━━━━━ DATA ENTRIES ━━━━━
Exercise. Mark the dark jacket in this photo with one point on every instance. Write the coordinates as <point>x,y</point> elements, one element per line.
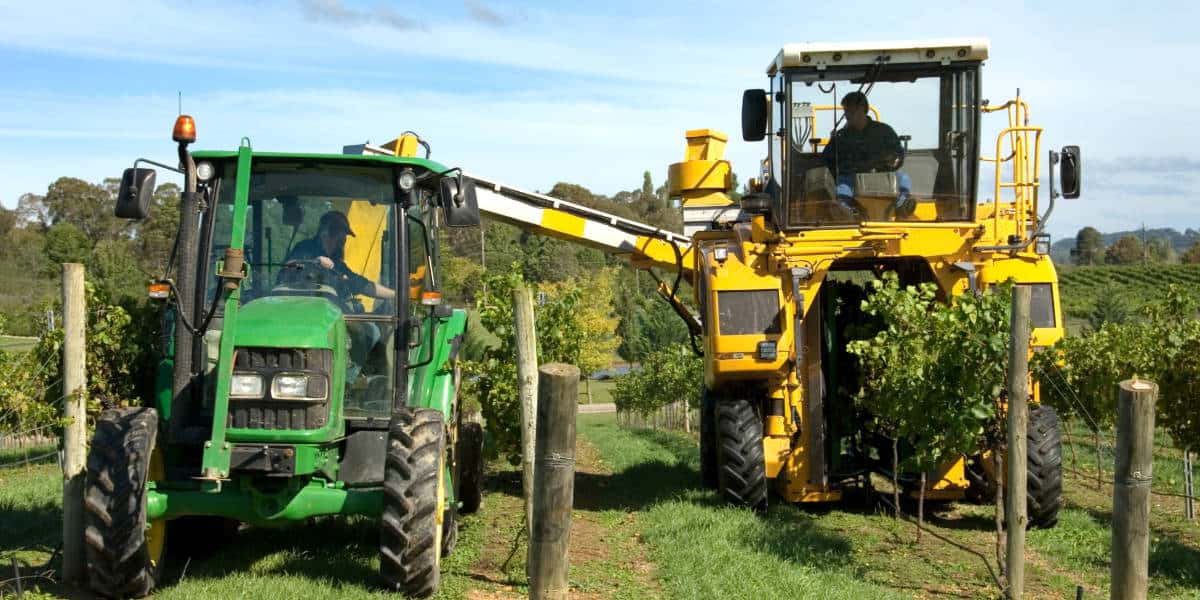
<point>348,280</point>
<point>875,148</point>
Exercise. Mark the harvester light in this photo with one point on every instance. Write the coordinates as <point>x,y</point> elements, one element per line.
<point>1042,244</point>
<point>185,130</point>
<point>204,171</point>
<point>407,179</point>
<point>431,298</point>
<point>246,385</point>
<point>159,291</point>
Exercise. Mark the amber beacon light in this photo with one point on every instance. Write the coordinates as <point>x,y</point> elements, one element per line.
<point>185,130</point>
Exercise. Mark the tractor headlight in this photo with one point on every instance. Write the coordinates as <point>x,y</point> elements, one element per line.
<point>246,385</point>
<point>298,387</point>
<point>204,171</point>
<point>407,179</point>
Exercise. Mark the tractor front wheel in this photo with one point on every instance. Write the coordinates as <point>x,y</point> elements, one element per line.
<point>413,502</point>
<point>743,472</point>
<point>124,558</point>
<point>1043,480</point>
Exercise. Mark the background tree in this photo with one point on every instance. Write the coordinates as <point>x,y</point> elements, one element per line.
<point>1127,250</point>
<point>88,207</point>
<point>1089,246</point>
<point>1159,250</point>
<point>1191,256</point>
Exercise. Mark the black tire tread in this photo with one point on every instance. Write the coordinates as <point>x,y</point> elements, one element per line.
<point>743,471</point>
<point>115,503</point>
<point>1043,486</point>
<point>408,556</point>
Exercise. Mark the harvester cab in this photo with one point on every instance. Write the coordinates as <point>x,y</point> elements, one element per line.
<point>310,365</point>
<point>874,162</point>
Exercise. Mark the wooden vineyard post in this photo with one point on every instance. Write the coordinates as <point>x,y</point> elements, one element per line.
<point>1131,490</point>
<point>75,412</point>
<point>527,388</point>
<point>555,486</point>
<point>1018,425</point>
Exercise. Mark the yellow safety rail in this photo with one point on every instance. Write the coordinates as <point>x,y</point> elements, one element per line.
<point>1025,166</point>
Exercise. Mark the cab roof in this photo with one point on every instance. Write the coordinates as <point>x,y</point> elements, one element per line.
<point>823,55</point>
<point>213,155</point>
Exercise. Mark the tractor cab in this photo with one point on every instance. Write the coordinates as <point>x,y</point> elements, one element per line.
<point>904,148</point>
<point>319,237</point>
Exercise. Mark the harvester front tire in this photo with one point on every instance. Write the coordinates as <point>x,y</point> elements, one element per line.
<point>743,472</point>
<point>1043,481</point>
<point>413,502</point>
<point>120,559</point>
<point>469,483</point>
<point>708,469</point>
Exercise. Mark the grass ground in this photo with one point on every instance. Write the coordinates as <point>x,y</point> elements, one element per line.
<point>645,528</point>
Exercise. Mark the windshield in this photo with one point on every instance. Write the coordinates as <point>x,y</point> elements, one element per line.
<point>879,143</point>
<point>317,229</point>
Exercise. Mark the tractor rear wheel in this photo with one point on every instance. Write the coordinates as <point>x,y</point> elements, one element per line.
<point>413,502</point>
<point>743,472</point>
<point>708,441</point>
<point>1043,481</point>
<point>469,465</point>
<point>124,558</point>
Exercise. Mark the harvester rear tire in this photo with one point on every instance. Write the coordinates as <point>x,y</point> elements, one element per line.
<point>120,562</point>
<point>1043,481</point>
<point>469,484</point>
<point>708,469</point>
<point>411,537</point>
<point>743,472</point>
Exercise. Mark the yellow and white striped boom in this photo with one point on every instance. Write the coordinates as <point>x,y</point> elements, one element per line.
<point>643,245</point>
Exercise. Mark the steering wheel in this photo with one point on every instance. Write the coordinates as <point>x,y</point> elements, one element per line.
<point>309,276</point>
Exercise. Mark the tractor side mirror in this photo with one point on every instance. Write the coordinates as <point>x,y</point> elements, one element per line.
<point>1071,172</point>
<point>133,198</point>
<point>754,115</point>
<point>459,202</point>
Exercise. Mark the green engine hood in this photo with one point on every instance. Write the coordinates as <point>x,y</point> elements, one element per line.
<point>288,322</point>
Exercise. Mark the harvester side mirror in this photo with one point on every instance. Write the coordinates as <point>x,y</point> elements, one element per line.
<point>459,202</point>
<point>754,115</point>
<point>1071,172</point>
<point>133,198</point>
<point>757,203</point>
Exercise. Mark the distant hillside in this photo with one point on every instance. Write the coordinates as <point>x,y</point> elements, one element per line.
<point>1061,249</point>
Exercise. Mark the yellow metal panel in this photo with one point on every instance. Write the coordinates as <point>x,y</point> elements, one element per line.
<point>706,145</point>
<point>775,451</point>
<point>563,222</point>
<point>364,251</point>
<point>699,175</point>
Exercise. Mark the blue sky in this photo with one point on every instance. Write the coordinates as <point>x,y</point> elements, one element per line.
<point>589,93</point>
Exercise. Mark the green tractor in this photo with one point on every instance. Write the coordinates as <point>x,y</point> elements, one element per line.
<point>309,371</point>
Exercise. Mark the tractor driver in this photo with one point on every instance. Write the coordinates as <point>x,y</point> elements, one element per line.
<point>863,145</point>
<point>328,249</point>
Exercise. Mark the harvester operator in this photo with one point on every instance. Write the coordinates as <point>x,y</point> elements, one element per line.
<point>863,145</point>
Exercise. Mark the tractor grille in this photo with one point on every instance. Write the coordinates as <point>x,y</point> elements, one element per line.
<point>269,413</point>
<point>748,312</point>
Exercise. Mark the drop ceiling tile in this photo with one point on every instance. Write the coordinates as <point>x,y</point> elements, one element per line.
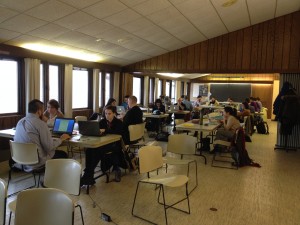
<point>51,10</point>
<point>80,4</point>
<point>122,17</point>
<point>6,35</point>
<point>22,23</point>
<point>19,4</point>
<point>234,17</point>
<point>105,8</point>
<point>48,31</point>
<point>6,14</point>
<point>261,10</point>
<point>75,20</point>
<point>286,7</point>
<point>137,25</point>
<point>95,28</point>
<point>150,6</point>
<point>131,3</point>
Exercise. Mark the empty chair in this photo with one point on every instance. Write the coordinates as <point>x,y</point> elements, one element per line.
<point>46,206</point>
<point>3,196</point>
<point>25,154</point>
<point>183,145</point>
<point>150,158</point>
<point>63,174</point>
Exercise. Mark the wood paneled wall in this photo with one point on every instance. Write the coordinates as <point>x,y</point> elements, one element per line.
<point>271,46</point>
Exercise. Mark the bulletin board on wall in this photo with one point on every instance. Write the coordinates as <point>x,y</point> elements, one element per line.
<point>238,92</point>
━━━━━
_SET TASK:_ Rewrite the lines from the start of the text through the line containing "<point>874,162</point>", inclusive, changing every "in this photo" to "in this image" and keeping everything else the same. Leave the pictures out of your answer.

_CORRECT ANSWER:_
Exercise. Mark the dark jacket in this image with one point on every instance. Write the coordinates as <point>x,y</point> elements, one element per line.
<point>348,280</point>
<point>875,148</point>
Exercise. Mark the harvester light in this image with one point on every instance. Write the coordinates as <point>x,y</point> elements, one element per line.
<point>1042,244</point>
<point>185,130</point>
<point>204,171</point>
<point>407,179</point>
<point>431,298</point>
<point>246,385</point>
<point>159,291</point>
Exercise. Mark the amber beacon light in this image with one point on every instance. Write the coordinates as <point>x,y</point> elements, one element per line.
<point>185,130</point>
Exercise. Mark the tractor headlight in this image with one point on every instance. Write the coordinates as <point>x,y</point> elements, one element per line.
<point>246,385</point>
<point>298,387</point>
<point>204,171</point>
<point>407,179</point>
Exercise. Mark the tractor front wheel in this image with one point on every instance. Write the coordinates as <point>x,y</point> elements, one element per line.
<point>413,502</point>
<point>743,472</point>
<point>124,558</point>
<point>1043,480</point>
Exercise. Mark the background tree in this image with one point on every instance. Write the coordinates as <point>x,y</point> elements, one element per line.
<point>1127,250</point>
<point>88,207</point>
<point>1089,246</point>
<point>1159,250</point>
<point>1191,256</point>
Exercise. Mark the black tire tread in this image with one point on every instance. Write the coordinates as <point>x,y</point> elements, one element per line.
<point>743,471</point>
<point>115,503</point>
<point>1043,486</point>
<point>408,556</point>
Exercise. Mark the harvester cab in this image with one point on every instance. Write the coordinates as <point>x,y</point> elements, one element per line.
<point>310,365</point>
<point>874,162</point>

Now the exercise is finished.